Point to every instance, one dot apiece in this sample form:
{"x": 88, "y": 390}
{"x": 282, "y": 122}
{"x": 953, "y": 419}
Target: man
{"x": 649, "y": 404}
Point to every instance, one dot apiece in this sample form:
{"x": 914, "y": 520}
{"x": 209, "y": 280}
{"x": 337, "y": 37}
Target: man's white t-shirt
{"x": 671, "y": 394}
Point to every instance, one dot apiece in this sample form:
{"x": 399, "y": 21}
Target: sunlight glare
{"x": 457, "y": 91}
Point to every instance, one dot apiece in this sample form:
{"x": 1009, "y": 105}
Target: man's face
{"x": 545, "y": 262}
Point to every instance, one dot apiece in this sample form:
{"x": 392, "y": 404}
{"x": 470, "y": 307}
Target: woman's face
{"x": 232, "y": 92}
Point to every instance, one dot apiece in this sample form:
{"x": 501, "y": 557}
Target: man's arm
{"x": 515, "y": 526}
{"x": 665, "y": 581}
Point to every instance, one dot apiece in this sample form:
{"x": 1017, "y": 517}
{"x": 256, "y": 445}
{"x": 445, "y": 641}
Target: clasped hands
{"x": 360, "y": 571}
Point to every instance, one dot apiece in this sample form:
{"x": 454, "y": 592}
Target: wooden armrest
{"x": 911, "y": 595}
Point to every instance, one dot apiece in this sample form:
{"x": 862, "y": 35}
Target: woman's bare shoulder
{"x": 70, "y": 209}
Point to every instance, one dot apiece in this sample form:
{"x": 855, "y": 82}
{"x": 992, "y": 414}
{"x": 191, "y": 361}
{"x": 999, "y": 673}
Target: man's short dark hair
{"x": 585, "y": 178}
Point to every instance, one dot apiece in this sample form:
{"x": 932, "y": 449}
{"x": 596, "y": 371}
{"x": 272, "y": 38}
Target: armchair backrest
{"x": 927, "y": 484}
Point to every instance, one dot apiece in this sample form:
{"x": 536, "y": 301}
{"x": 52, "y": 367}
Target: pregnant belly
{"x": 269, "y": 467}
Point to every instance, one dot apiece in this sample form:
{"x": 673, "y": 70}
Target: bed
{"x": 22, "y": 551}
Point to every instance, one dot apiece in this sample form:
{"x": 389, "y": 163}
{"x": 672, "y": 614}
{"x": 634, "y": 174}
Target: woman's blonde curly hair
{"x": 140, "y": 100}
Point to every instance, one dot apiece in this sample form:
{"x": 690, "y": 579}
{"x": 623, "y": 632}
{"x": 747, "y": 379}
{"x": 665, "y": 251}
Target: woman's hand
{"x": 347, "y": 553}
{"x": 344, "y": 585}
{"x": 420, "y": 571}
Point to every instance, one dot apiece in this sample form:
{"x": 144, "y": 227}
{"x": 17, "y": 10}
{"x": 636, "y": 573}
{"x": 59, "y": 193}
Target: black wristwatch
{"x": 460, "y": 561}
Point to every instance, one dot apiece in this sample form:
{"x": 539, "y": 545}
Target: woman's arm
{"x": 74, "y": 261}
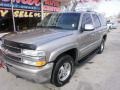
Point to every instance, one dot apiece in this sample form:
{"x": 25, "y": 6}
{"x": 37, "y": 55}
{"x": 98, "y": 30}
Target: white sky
{"x": 110, "y": 8}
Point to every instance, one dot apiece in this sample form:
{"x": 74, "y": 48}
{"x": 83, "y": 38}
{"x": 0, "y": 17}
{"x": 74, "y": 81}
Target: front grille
{"x": 12, "y": 49}
{"x": 11, "y": 46}
{"x": 10, "y": 57}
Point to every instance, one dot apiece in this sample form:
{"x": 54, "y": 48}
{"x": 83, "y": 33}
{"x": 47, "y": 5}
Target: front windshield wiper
{"x": 57, "y": 27}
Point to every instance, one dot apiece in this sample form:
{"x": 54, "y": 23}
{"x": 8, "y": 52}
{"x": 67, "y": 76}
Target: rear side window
{"x": 86, "y": 20}
{"x": 96, "y": 21}
{"x": 103, "y": 20}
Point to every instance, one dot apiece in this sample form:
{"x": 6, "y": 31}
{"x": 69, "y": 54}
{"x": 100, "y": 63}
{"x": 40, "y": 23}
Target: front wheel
{"x": 63, "y": 70}
{"x": 101, "y": 47}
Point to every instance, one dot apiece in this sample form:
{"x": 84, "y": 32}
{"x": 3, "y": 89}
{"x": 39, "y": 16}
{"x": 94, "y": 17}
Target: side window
{"x": 86, "y": 20}
{"x": 96, "y": 21}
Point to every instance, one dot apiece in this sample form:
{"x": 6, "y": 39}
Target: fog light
{"x": 40, "y": 63}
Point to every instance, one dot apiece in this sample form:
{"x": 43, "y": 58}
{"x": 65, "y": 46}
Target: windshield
{"x": 67, "y": 21}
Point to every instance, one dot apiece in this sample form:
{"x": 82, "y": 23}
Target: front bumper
{"x": 35, "y": 74}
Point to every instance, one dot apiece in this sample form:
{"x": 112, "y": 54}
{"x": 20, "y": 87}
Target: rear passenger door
{"x": 86, "y": 38}
{"x": 98, "y": 30}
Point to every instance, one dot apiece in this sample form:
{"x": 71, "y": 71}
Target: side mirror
{"x": 89, "y": 27}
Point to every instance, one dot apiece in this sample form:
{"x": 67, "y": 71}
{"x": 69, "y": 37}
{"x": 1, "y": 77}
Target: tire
{"x": 101, "y": 47}
{"x": 60, "y": 75}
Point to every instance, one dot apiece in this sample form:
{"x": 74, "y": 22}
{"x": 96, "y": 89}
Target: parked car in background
{"x": 50, "y": 51}
{"x": 111, "y": 25}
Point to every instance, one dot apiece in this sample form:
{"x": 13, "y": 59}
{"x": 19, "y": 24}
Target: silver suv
{"x": 50, "y": 51}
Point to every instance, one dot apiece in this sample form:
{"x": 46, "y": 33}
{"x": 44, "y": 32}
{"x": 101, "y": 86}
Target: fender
{"x": 61, "y": 50}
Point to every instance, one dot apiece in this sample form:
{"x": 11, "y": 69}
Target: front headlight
{"x": 34, "y": 57}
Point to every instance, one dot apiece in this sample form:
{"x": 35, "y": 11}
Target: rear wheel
{"x": 63, "y": 70}
{"x": 102, "y": 46}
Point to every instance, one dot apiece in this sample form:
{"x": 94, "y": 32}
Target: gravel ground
{"x": 99, "y": 72}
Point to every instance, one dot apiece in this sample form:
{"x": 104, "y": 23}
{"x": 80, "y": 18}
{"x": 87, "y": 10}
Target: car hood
{"x": 38, "y": 36}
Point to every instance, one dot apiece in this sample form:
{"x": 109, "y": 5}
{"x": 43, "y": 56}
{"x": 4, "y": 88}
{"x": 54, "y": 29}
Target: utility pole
{"x": 42, "y": 11}
{"x": 13, "y": 18}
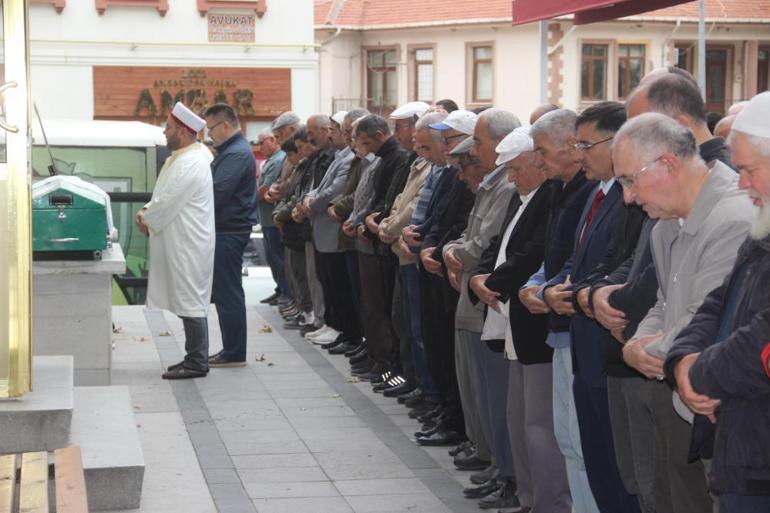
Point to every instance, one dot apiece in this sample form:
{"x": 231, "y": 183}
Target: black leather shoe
{"x": 271, "y": 299}
{"x": 440, "y": 437}
{"x": 505, "y": 497}
{"x": 483, "y": 490}
{"x": 403, "y": 388}
{"x": 472, "y": 462}
{"x": 184, "y": 373}
{"x": 416, "y": 392}
{"x": 465, "y": 447}
{"x": 344, "y": 348}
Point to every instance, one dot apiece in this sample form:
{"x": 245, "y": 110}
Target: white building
{"x": 385, "y": 53}
{"x": 127, "y": 59}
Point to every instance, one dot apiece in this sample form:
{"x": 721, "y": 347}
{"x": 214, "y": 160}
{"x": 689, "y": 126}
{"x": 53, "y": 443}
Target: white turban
{"x": 513, "y": 145}
{"x": 754, "y": 119}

Exercise —
Could you reproduce every record above exactly, leaving out the pictures?

Full solution —
Point to every instance, one dot apiece in this sample form:
{"x": 88, "y": 390}
{"x": 282, "y": 122}
{"x": 953, "y": 419}
Target: man
{"x": 649, "y": 404}
Point to every instance, one dot apiece in this sample form:
{"x": 914, "y": 520}
{"x": 209, "y": 280}
{"x": 337, "y": 37}
Target: man's white t-shirt
{"x": 671, "y": 394}
Point to every instance, one dot apiece in this sample form:
{"x": 399, "y": 21}
Target: sunlight glare
{"x": 457, "y": 91}
Point to every instance, one dot apiece in this sample form:
{"x": 1009, "y": 105}
Target: man's face
{"x": 545, "y": 262}
Point to every instance, one dot apiece in this sample form:
{"x": 392, "y": 404}
{"x": 470, "y": 307}
Target: woman's face
{"x": 232, "y": 92}
Point to every instance, one dot apiece in this sample form:
{"x": 501, "y": 557}
Target: man's arm
{"x": 515, "y": 526}
{"x": 665, "y": 581}
Point to every instance, one dot apiece in this sample form:
{"x": 1017, "y": 517}
{"x": 256, "y": 445}
{"x": 445, "y": 641}
Target: clasped hands
{"x": 360, "y": 571}
Point to every instance, one dot apiece in this sample form:
{"x": 454, "y": 592}
Target: wooden armrest
{"x": 911, "y": 595}
Point to every instance, one dot apiece in this sample form:
{"x": 862, "y": 35}
Target: woman's bare shoulder
{"x": 70, "y": 209}
Point to every instance, one dot apiece in this sample form:
{"x": 855, "y": 82}
{"x": 992, "y": 414}
{"x": 191, "y": 361}
{"x": 999, "y": 673}
Target: man's short dark hair
{"x": 585, "y": 178}
Point to every instance, one dot apiece in this sample form:
{"x": 932, "y": 449}
{"x": 596, "y": 371}
{"x": 272, "y": 38}
Target: armchair backrest
{"x": 927, "y": 484}
Point to every instance, one dot apiece in this sample form:
{"x": 536, "y": 301}
{"x": 52, "y": 367}
Target: pregnant belly
{"x": 269, "y": 467}
Point to every instance, one dot apiece in this sample form:
{"x": 673, "y": 70}
Target: bed
{"x": 22, "y": 551}
Point to every instance, one dot apiece in this sample form:
{"x": 389, "y": 163}
{"x": 672, "y": 614}
{"x": 634, "y": 174}
Target: woman's blonde curly hair
{"x": 140, "y": 100}
Point to every instance, one dot apiece in this sample form:
{"x": 690, "y": 579}
{"x": 623, "y": 632}
{"x": 747, "y": 379}
{"x": 665, "y": 251}
Target: woman's hand
{"x": 347, "y": 553}
{"x": 344, "y": 585}
{"x": 420, "y": 571}
Point to every instance, one dot apiece in this sample form:
{"x": 144, "y": 227}
{"x": 17, "y": 10}
{"x": 636, "y": 573}
{"x": 59, "y": 193}
Target: black wristwatch
{"x": 460, "y": 561}
Point to every instance, one dot apiece in this sample form:
{"x": 539, "y": 545}
Target: woman's arm
{"x": 74, "y": 261}
Point to every instance, one dot apiece in this sample form:
{"x": 25, "y": 6}
{"x": 37, "y": 55}
{"x": 98, "y": 30}
Target: white sky
{"x": 110, "y": 8}
Point to every instance, one dot apiece in this sample form:
{"x": 74, "y": 48}
{"x": 83, "y": 38}
{"x": 0, "y": 17}
{"x": 74, "y": 81}
Target: front grille
{"x": 12, "y": 49}
{"x": 11, "y": 46}
{"x": 10, "y": 57}
Point to every instance, one dot apiece in this sample form:
{"x": 54, "y": 48}
{"x": 83, "y": 33}
{"x": 47, "y": 5}
Target: front windshield wiper
{"x": 57, "y": 27}
Point to every instance, one dot apiece in this sample form:
{"x": 54, "y": 23}
{"x": 8, "y": 52}
{"x": 67, "y": 76}
Target: rear side window
{"x": 86, "y": 20}
{"x": 96, "y": 21}
{"x": 103, "y": 20}
Point to every instance, one dot apiece in this sample form:
{"x": 6, "y": 31}
{"x": 69, "y": 54}
{"x": 100, "y": 63}
{"x": 40, "y": 23}
Target: front wheel
{"x": 63, "y": 70}
{"x": 101, "y": 47}
Point to every instance, one dot apiece in this sample form:
{"x": 84, "y": 32}
{"x": 3, "y": 89}
{"x": 39, "y": 16}
{"x": 94, "y": 17}
Target: side window
{"x": 86, "y": 20}
{"x": 96, "y": 21}
Point to every instance, one dot apiece in this sample form:
{"x": 6, "y": 39}
Target: fog light
{"x": 40, "y": 63}
Point to every instance, one dot apiece in this sample form:
{"x": 43, "y": 58}
{"x": 65, "y": 46}
Target: windshield
{"x": 67, "y": 21}
Point to every instance, one dot apiece in this sample form:
{"x": 82, "y": 23}
Target: front bumper
{"x": 35, "y": 74}
Point to every instance, one dot apiece in this sample form:
{"x": 112, "y": 54}
{"x": 20, "y": 87}
Target: rear passenger door
{"x": 86, "y": 38}
{"x": 98, "y": 30}
Point to every instance, one dot apiece in this sample form:
{"x": 71, "y": 71}
Target: side mirror
{"x": 89, "y": 27}
Point to every instance, one dot apiece in this sample form:
{"x": 67, "y": 71}
{"x": 69, "y": 37}
{"x": 1, "y": 77}
Target: tire
{"x": 101, "y": 47}
{"x": 60, "y": 75}
Point to every instance, one dot apiece in this sample form:
{"x": 74, "y": 22}
{"x": 96, "y": 89}
Target: parked car in background
{"x": 50, "y": 51}
{"x": 111, "y": 25}
Point to every instance, one dot apiece in this sample form:
{"x": 13, "y": 59}
{"x": 19, "y": 24}
Target: silver suv
{"x": 50, "y": 51}
Point to every instance, one dot apiece in this sample form:
{"x": 46, "y": 33}
{"x": 44, "y": 32}
{"x": 101, "y": 86}
Target: fender
{"x": 61, "y": 50}
Point to every instance, one dot apiece in this sample form:
{"x": 11, "y": 69}
Target: front headlight
{"x": 34, "y": 57}
Point to every instance, one dot apiece in this sample form:
{"x": 35, "y": 11}
Target: rear wheel
{"x": 63, "y": 70}
{"x": 102, "y": 46}
Point to every instance, one dot apiece in this sample form:
{"x": 94, "y": 32}
Target: gravel ground
{"x": 99, "y": 72}
Point to every instance, one dot apiece in this sample form:
{"x": 104, "y": 23}
{"x": 80, "y": 18}
{"x": 87, "y": 10}
Target: car hood
{"x": 38, "y": 36}
Point to every instance, one dot apiece in this sample form:
{"x": 109, "y": 5}
{"x": 43, "y": 56}
{"x": 4, "y": 88}
{"x": 54, "y": 29}
Target: utility pole
{"x": 42, "y": 11}
{"x": 13, "y": 18}
Point to every instance, one dot apiece in this sample form:
{"x": 231, "y": 183}
Target: black leather shoe
{"x": 271, "y": 299}
{"x": 440, "y": 437}
{"x": 505, "y": 497}
{"x": 483, "y": 490}
{"x": 403, "y": 388}
{"x": 472, "y": 462}
{"x": 184, "y": 373}
{"x": 416, "y": 392}
{"x": 465, "y": 447}
{"x": 344, "y": 348}
Point to every instance, one dot apiece in this sample form:
{"x": 245, "y": 110}
Target: white building
{"x": 385, "y": 53}
{"x": 127, "y": 59}
Point to every instance, one dot apiece in this sample form:
{"x": 721, "y": 347}
{"x": 214, "y": 160}
{"x": 689, "y": 126}
{"x": 53, "y": 443}
Target: white turban
{"x": 513, "y": 145}
{"x": 754, "y": 119}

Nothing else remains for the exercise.